• List of tasks
• A. In the forum thread, at what value of x does the example drift function mu switch?
• B. From the forum thread, repeat word for word the passage from "Looking at the" to "in my understanding?".
• C. List every distinct name ending in "Operator" that the forum thread mentions.

** begin Extracted text **

First from some of the discussion like: https://github.com/JuliaDiffEq/PDERoadmap/pull/1#issuecomment-385038564 I think that the L = DiffusionOperator(dx,N) * DiffEqArrayOperator(Diagonal(D)) style approach is much less preferred than one of the other two approach, which cover most cases:

Those leave them as functions, which is the real goal. If we needed to have it assigned to a vector then in the short term we could

By the way, for the forward Kolmogorov equation, how does upwind operators work?

I don't think you do. The L = DiffusionOperator(dx,N) * DiffEqArrayOperator(Diagonal(D)) is used in solving the Kolmogorov Backward Equation directly. If someone wants to solve the KFE, they should do the calculus themselves... which is not meaningful with the DiffEqArrayOperator(Diagonal(D)) approach.

The other problem is that when you solve the KFE in many applications you need to change the operator around for birth/death, so even if an adjoint of L was possible, it would be incomplete. Also, for the generic framework it would need to handle jump-diffusions, continuous-time markov-chains, etc. where the algebra for state/time varying jump sizes and arrival rates gets tricky.

Down the road there are two possible approaches to automate them:

  1. We can have lazy adjoints of the operator post-discretization So they could specify the L, and call a Lstar = adjoint(L) + birth + death terms. I am not sure of exactly how that would look (and the algebra for adding in the birth/death terms) so better to leave it off.
  2. Presumably a symbolic DSL could come at some point, but
jlperla commented 6 years ago

Looking at the code, my general feeling is that the interface in the current example is too tied to underlying vectors of coefficients, and that it would be very difficult to make this work with irregular grids.

Also, is there no generic way to get this to work (ultimately lazy) without actually storing the vector?

For example, imagine the following interface

mu(u,p,t,x) = x - 0.5 #An example where the drift switches at x = 0.5
L = mu * UpwindDriftOperator(dx,N)

Now, why don't you push the calculation of the directions to the dispatch of the * operator, where you probably push it to the grid-point? If calls mu(u,p,t,x) at whatever x it is looking at in the grid and the sign of it

Does this store the coefficients? Yes, in the mu wrapper... The upwind part is in the implementation of the *, which makes sense since it is how upwind is defined in a mathematical sense, in my understanding?

MSeeker1340 commented 6 years ago

If the operator is σ(x)∂xx then, σ(u,p,t,x) = 1.1 x^2 L = σ DiffusionOperator(dx,N) Those leave them as functions, which is the real goal. If we needed to have it assigned to a vector then in the short term we could

Seems I missed this in the original comment. Let me see if I can go along with this route then. (If σ is a time-independent scalar then σ * DiffusionOperator(dx,N) already works.)

** end Extracted text **
** begin Dataset section **

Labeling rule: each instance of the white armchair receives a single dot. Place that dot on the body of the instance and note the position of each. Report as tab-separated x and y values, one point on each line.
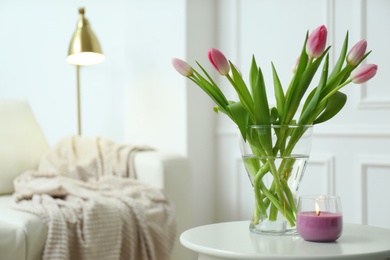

** end Dataset section **

• Final results
• A. At x = 0.5.

• B.
Looking at the code, my general feeling is that the interface in the current example is too tied to underlying vectors of coefficients, and that it would be very difficult to make this work with irregular grids.

Also, is there no generic way to get this to work (ultimately lazy) without actually storing the vector?

For example, imagine the following interface

mu(u,p,t,x) = x - 0.5 #An example where the drift switches at x = 0.5
L = mu * UpwindDriftOperator(dx,N)

Now, why don't you push the calculation of the directions to the dispatch of the * operator, where you probably push it to the grid-point? If calls mu(u,p,t,x) at whatever x it is looking at in the grid and the sign of it

Does this store the coefficients? Yes, in the mu wrapper... The upwind part is in the implementation of the *, which makes sense since it is how upwind is defined in a mathematical sense, in my understanding?

• C. DiffusionOperator, DiffEqArrayOperator, UpwindDriftOperator